▶ [Reading text]
===

Abstract:
One in five adults suffers from chronic pain, which frequently aggravates into neuropathic pain. This constitutes a significant cause of long-term sick leave and forced early retirement, placing a financial burden on both individuals and healthcare systems. Many analgesic compounds are already available, which, although they do have therapeutic utility in some acute pain states, are ineffective in between one and two-thirds of patients suffering from chronic pain conditions. These drugs also suffer from drawbacks in clinical use, with common side-effects, especially in long-term applications. Therefore, despite extensive research programs by biopharmaceutical companies and academia, there is a significant and unmet need for improved analgesic compounds, either based on novel or existing mechanisms.
Furthermore, several cases of chronic pain eventually aggravate into neuropathic pain.
Because of the large number of cases and the lack of targeted therapies, there has been considerable interest in the mechanisms that underpin neuropathic pain. One of the major surprises to have emerged over the last decades is that in experimental models of neuropathic pain, non- neuronal cells play a very active role in developing sensory abnormalities. In particular, multiple studies have demonstrated a critical role for Schwann cells and satellite glial cells (SGCs) in the PNS. However, to move these advancements towards their translational application, sufficient basic knowledge on neuropathic pain neuron-glia pathways, and tools for target and compounds discovery and validation, is still needed. In particular, it is not clear how exactly glial cells induce the hyper-excitable state in pain-signaling neurons. Moreover, pain mechanisms are not always controlled in the same way in preclinical species and humans.

===

▶ [Information]
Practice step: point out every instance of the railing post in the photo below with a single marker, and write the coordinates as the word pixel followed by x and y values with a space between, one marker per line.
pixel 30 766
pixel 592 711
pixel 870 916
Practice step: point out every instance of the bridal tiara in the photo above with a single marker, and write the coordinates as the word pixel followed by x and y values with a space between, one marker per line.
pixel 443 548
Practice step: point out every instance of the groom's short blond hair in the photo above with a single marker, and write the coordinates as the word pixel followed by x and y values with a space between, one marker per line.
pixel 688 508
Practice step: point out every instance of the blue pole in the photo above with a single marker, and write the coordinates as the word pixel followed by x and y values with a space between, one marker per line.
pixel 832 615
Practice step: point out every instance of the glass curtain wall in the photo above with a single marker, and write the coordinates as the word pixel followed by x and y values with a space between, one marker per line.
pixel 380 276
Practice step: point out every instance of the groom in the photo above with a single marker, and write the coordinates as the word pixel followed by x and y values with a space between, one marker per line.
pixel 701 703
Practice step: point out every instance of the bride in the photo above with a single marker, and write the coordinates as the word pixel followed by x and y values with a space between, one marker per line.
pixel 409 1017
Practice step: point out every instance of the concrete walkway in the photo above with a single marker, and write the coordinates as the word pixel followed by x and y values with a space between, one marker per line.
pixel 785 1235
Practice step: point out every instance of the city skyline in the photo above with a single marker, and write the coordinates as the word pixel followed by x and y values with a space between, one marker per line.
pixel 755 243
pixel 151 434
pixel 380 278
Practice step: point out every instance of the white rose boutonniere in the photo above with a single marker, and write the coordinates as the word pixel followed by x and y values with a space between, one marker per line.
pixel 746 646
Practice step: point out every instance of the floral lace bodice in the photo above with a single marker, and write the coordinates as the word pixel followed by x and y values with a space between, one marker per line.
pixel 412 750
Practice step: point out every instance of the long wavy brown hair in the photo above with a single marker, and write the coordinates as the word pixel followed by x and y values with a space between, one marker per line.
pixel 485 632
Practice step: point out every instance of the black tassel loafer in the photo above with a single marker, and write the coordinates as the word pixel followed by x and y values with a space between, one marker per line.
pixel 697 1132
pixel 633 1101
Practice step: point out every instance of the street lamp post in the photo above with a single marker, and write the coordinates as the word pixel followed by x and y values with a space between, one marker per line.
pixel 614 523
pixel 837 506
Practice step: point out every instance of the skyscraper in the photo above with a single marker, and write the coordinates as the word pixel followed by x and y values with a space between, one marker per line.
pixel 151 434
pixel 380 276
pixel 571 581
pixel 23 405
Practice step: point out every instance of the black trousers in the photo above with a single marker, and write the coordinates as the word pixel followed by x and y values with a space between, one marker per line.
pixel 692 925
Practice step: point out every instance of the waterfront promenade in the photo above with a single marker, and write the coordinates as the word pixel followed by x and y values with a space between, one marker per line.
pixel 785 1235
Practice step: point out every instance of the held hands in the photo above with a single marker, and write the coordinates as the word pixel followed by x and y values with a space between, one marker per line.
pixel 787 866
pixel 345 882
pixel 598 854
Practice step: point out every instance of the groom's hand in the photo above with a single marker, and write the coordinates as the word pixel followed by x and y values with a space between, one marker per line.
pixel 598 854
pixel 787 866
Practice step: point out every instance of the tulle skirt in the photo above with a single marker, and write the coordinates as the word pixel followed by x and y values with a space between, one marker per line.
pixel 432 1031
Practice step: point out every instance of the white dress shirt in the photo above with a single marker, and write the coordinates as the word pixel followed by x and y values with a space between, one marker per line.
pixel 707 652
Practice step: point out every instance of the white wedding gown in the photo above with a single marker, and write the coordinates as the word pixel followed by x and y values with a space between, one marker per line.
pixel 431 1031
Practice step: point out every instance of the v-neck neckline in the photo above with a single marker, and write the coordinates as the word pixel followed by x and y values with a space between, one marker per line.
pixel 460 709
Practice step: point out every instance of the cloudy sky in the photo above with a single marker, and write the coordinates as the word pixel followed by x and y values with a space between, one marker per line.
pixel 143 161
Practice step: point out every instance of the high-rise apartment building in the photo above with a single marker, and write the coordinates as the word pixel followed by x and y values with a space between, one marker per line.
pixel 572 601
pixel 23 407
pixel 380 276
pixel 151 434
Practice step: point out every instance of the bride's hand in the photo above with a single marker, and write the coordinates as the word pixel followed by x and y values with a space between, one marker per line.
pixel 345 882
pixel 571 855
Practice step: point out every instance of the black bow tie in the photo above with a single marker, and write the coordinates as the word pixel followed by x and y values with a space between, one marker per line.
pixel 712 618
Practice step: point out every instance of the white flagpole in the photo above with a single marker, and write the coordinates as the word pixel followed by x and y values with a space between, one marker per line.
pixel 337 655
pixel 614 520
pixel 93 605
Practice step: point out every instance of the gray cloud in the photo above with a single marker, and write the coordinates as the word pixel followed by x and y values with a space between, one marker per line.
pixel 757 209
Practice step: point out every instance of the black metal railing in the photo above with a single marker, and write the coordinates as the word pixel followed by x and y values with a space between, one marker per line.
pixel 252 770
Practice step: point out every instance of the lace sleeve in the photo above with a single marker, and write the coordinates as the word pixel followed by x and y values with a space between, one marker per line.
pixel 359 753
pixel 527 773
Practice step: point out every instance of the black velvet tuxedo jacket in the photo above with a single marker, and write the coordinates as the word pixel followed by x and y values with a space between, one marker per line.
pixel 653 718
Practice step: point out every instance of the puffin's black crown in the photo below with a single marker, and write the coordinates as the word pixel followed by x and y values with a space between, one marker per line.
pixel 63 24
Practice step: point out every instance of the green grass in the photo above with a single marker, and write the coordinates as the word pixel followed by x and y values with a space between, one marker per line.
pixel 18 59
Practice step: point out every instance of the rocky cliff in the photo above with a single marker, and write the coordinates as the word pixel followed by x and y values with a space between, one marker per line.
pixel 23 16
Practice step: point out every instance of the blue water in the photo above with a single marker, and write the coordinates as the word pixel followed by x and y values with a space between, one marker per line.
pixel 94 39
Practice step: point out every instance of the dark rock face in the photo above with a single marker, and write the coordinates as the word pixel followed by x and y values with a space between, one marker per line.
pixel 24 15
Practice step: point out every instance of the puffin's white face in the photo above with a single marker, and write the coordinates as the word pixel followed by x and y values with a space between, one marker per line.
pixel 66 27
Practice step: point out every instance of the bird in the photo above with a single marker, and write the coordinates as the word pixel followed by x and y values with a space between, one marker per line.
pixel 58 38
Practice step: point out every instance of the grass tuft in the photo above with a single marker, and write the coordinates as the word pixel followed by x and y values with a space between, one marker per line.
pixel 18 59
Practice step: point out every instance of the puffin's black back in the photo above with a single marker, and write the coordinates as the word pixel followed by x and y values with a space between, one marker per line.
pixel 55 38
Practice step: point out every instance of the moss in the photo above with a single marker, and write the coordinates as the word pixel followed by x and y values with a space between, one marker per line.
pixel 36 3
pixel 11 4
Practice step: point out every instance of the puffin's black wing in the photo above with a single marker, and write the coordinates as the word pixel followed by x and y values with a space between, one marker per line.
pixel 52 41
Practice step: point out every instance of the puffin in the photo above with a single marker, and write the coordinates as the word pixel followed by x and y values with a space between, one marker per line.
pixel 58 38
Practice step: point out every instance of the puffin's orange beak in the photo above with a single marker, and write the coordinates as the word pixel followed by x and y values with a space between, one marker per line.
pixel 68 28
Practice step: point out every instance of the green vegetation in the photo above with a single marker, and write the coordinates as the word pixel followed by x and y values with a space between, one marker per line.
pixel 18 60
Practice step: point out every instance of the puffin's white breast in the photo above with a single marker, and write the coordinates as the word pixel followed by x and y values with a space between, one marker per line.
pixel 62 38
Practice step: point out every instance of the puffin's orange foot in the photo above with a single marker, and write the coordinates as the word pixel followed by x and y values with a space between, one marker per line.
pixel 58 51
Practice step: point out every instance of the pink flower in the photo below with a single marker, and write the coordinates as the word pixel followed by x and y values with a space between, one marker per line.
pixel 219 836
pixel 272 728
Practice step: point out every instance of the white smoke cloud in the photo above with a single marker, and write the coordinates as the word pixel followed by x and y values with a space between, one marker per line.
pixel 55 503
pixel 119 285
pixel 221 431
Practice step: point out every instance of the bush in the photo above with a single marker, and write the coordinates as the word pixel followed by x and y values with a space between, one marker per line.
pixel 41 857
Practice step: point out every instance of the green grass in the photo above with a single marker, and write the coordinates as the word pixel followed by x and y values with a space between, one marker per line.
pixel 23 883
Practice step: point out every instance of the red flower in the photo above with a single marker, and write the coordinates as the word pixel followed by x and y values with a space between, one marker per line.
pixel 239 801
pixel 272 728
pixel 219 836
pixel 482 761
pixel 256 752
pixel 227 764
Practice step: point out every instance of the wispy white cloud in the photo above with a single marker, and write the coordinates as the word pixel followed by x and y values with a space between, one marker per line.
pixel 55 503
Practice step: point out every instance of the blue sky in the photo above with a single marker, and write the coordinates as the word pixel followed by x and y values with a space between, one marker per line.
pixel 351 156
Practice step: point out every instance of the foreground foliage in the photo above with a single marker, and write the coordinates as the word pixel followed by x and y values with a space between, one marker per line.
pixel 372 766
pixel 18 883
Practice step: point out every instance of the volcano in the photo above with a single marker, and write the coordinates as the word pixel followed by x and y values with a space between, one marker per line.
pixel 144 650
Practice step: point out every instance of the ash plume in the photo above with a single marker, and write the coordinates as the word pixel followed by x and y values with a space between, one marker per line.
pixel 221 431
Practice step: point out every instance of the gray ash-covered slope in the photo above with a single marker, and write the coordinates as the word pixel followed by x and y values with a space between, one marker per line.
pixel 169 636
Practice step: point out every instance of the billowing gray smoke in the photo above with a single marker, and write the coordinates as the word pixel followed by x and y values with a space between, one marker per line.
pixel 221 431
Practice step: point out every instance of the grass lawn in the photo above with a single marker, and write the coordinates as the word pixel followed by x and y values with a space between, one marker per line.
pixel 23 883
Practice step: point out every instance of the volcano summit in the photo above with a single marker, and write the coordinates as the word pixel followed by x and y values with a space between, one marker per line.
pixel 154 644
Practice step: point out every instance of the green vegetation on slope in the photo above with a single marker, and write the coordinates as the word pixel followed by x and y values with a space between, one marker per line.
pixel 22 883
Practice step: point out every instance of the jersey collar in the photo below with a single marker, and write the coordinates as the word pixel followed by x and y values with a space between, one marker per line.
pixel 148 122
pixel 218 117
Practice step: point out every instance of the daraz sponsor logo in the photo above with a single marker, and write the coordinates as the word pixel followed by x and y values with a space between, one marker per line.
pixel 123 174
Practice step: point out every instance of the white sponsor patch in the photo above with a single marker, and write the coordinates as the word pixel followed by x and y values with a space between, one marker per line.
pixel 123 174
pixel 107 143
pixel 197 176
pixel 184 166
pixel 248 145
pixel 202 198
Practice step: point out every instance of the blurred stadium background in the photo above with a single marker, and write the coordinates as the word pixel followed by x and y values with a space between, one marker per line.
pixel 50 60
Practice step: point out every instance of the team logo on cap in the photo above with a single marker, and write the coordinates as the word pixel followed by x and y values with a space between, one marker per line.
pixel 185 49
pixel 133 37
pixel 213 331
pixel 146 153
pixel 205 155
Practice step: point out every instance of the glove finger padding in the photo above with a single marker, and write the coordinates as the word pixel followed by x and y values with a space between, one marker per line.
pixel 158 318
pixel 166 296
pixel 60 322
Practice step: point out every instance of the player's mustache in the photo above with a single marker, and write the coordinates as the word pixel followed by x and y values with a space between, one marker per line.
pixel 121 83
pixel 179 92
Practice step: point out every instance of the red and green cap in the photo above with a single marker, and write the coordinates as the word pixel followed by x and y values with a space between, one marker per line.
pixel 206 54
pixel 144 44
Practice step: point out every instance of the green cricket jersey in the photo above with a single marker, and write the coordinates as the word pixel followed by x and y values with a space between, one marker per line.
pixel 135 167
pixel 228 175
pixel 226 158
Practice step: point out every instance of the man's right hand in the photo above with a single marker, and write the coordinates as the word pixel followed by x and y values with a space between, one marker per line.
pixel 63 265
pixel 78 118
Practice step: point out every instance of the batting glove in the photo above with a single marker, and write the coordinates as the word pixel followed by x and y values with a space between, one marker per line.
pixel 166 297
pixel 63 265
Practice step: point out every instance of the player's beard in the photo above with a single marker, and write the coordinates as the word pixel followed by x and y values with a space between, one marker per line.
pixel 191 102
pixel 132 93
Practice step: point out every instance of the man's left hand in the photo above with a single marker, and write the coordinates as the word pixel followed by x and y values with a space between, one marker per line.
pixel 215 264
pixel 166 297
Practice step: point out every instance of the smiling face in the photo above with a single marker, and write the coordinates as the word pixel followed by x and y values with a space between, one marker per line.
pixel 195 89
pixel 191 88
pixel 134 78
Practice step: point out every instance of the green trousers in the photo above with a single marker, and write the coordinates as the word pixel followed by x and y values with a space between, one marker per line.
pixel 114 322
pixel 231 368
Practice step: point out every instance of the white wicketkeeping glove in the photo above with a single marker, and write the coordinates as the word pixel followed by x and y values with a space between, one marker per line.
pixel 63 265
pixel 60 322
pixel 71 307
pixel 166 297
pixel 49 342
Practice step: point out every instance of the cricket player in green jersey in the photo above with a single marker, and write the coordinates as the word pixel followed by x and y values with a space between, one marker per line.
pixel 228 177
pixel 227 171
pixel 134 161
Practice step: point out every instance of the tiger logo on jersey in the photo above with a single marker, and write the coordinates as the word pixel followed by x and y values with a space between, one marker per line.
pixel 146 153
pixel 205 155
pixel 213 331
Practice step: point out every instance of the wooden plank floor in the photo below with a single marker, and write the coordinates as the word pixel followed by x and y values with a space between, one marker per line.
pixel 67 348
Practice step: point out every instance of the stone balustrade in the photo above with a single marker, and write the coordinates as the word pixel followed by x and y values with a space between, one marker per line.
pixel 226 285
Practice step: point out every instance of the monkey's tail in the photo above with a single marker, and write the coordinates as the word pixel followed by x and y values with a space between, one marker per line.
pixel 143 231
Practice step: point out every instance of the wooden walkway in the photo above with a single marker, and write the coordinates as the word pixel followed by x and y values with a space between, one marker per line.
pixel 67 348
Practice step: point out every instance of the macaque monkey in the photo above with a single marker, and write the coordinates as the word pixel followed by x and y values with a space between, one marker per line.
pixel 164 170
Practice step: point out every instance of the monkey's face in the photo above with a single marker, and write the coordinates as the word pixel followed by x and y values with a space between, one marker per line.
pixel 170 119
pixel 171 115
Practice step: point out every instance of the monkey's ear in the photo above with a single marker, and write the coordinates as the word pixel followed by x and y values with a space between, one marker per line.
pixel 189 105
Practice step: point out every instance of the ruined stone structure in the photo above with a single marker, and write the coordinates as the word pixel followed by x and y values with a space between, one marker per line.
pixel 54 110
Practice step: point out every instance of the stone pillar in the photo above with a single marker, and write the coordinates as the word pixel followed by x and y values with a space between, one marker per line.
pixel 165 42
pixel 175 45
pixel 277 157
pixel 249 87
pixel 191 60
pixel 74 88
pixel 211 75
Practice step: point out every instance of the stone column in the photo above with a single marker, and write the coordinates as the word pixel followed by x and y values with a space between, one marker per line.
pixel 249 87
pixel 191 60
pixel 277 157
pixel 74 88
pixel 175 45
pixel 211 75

===

▶ [Tasks to carry out]
1) Can you summarize the neuropathic pain abstract in two sentences?
2) What consequences of chronic pain for work and money does the neuropathic pain abstract name?
3) Can you continue the neuropathic pain abstract from its last sentence?

▶ [Answers given]
1) Chronic pain affects one in five adults and often progresses to neuropathic pain, while existing analgesics are ineffective in one to two-thirds of chronic pain patients and carry side effects, leaving a significant unmet need for better compounds. Experimental models show that non-neuronal cells such as Schwann cells and satellite glial cells play an active role in developing sensory abnormalities, but it is unclear how glia make pain-signaling neurons hyper-excitable, and more basic knowledge and discovery tools are still needed.

2)
- Long-term sick leave
- Forced early retirement
- A financial burden on both individuals and healthcare systems

3)
This work illustrates how the excitability of sensory neurons is strongly affected by the presence of glial cells. The absence of glial cells leads to an almost complete silencing of sensory neurons without affecting their survival. It has been proved that sensory neurons deprived of their glial cells can still generate action potentials. However, there is a delay in the onset of an action potential, as they require a higher stimulation to generate such action potential.
It also shows that most glial cells in ganglia are represented by Schwann cells, leading to the hypothesis that these cells are essential for neuronal excitability in the PNS. It also demonstrates that these glial cells are not required to be in strict contact with DRG neurons to affect neuronal excitability but is sufficient for them to be in the same culture media. Furthermore, this work assesses a downregulation of specific genes in sensory neurons grown without glial cells, which correlates with the same genes being upregulated in established in vivo pain models.
These findings support the hypothesis that glial cells play a crucial role in the excitability of sensory neurons. Therefore, they may be deeply involved in the generation of painful states, including those typical of neuropathic pain.